• **Text extract**
┄┄┄┄┄┄┄┄┄┄┄┄┄┄┄┄┄┄┄┄
Key points about checkpoints

The following are key points to note about using checkpoints:

  • A checkpoint is reached when the number of instances replaced reaches the percentage threshold that is defined for the checkpoint. The percentage of instances replaced could be at or above, but not below, the percentage threshold.

  • After a checkpoint is reached, the overall percentage complete does not immediately display the latest status until the instances finish warming up.

    For example, assume your Auto Scaling group has 10 instances and makes the following replacements. Your checkpoint percentages are [20,50] with a checkpoint delay of 15 minutes and a minimum healthy percentage of 80%.

    • 0:00: 2 old instances are replaced.

    • 0:10: 2 new instances finish warming up.

    • 0:25: 2 old instances are replaced. Only two instances are replaced to maintain the minimum healthy percentage.

    • 0:35: 2 new instances finish warming up.

    • 0:35: 1 old instance is replaced.

    • 0:45: 1 new instance finishes warming up.

    At 0:35, the operation will stop launching new instances even though the percentage complete won't yet accurately reflect the number of replacements complete at 50% until 10 minutes later when the new instance completes its warm-up period.

  • Because checkpoints are based on percentages, the number of instances to replace to reach a checkpoint changes with the size of the group. This means that when a scale-out activity occurs and the size of the group increases, an in-progress operation could reach a checkpoint again. If that happens, Amazon EC2 Auto Scaling sends another notification and repeats the wait time between checkpoints before continuing.
┄┄┄┄┄┄┄┄┄┄┄┄┄┄┄┄┄┄┄┄
• **Work to be completed**
Copy out the part of the checkpoints text starting at "The following are" and ending at "the percentage threshold.", switching "percentage threshold" for "percentage target" each time it appears.

• **Mask labeling examples**
┄┄┄┄┄┄┄┄┄┄┄┄┄┄┄┄┄┄┄┄
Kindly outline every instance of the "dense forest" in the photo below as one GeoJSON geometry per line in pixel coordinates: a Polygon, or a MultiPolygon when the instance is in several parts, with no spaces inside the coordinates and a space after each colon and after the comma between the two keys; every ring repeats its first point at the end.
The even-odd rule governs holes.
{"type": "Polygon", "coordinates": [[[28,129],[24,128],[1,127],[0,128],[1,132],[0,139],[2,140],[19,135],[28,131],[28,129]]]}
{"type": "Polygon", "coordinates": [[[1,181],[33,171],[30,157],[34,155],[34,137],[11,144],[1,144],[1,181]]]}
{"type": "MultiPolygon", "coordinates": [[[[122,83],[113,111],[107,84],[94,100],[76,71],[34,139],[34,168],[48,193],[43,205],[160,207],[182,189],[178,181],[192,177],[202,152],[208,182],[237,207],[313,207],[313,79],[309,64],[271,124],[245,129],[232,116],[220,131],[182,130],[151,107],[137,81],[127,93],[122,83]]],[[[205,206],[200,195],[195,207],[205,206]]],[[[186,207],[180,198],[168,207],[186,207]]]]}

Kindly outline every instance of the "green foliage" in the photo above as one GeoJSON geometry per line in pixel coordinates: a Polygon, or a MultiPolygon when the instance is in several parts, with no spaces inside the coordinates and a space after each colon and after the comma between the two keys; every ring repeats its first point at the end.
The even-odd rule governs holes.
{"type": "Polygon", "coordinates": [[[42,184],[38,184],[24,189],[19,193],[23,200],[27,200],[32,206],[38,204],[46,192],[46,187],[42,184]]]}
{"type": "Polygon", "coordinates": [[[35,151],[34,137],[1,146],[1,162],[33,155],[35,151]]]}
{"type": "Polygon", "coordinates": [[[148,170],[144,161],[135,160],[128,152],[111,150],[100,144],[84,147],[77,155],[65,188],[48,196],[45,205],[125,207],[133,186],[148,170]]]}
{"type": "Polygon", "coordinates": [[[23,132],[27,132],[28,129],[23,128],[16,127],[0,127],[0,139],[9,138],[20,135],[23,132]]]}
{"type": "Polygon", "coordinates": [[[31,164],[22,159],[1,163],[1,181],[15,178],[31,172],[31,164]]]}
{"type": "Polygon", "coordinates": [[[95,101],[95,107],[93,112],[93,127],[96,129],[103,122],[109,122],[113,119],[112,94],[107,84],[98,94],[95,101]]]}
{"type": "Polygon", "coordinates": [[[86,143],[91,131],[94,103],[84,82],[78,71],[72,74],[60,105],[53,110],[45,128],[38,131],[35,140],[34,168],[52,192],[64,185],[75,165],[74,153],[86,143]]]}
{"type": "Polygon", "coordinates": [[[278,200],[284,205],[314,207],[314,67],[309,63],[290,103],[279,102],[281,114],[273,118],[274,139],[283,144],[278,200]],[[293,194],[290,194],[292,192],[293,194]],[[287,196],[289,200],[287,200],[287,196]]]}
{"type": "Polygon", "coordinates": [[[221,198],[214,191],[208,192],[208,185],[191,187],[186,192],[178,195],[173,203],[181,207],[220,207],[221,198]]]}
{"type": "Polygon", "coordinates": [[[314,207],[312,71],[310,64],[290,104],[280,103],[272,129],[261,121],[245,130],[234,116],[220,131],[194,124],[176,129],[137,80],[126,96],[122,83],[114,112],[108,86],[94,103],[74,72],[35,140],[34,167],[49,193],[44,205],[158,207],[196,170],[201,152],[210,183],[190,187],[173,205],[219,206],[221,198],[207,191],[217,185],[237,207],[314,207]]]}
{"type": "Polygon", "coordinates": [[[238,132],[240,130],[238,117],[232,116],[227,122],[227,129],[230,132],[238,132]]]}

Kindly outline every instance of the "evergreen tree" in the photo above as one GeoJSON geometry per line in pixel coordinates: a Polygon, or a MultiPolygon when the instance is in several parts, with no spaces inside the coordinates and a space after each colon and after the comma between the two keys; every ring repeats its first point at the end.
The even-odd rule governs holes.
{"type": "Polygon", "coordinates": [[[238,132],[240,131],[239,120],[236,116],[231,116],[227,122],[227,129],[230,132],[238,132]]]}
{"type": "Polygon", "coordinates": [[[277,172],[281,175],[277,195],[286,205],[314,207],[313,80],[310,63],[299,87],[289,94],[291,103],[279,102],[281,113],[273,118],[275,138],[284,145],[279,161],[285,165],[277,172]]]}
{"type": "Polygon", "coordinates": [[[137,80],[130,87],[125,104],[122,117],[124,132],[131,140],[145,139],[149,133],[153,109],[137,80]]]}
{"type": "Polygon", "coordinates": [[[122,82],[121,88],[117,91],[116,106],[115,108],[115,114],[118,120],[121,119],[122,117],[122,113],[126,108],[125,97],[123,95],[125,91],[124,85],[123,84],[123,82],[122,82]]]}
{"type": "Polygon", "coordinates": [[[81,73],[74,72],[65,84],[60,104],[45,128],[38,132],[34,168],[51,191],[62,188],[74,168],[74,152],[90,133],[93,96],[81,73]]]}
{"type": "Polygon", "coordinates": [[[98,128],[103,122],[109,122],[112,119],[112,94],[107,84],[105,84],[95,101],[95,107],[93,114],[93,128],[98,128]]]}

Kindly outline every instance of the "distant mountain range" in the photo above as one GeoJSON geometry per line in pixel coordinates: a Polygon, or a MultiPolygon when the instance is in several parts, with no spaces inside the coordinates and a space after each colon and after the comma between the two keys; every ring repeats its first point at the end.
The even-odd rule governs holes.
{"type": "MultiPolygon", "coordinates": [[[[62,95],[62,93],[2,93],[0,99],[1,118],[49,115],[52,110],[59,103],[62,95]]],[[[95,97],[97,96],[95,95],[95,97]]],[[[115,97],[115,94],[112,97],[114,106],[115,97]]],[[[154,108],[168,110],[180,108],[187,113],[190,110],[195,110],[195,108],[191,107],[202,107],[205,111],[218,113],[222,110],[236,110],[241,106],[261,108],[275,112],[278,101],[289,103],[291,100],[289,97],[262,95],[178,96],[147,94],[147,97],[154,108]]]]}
┄┄┄┄┄┄┄┄┄┄┄┄┄┄┄┄┄┄┄┄
• **Exercise answer**
The following are key points to note about using checkpoints:

  • A checkpoint is reached when the number of instances replaced reaches the percentage target that is defined for the checkpoint. The percentage of instances replaced could be at or above, but not below, the percentage target.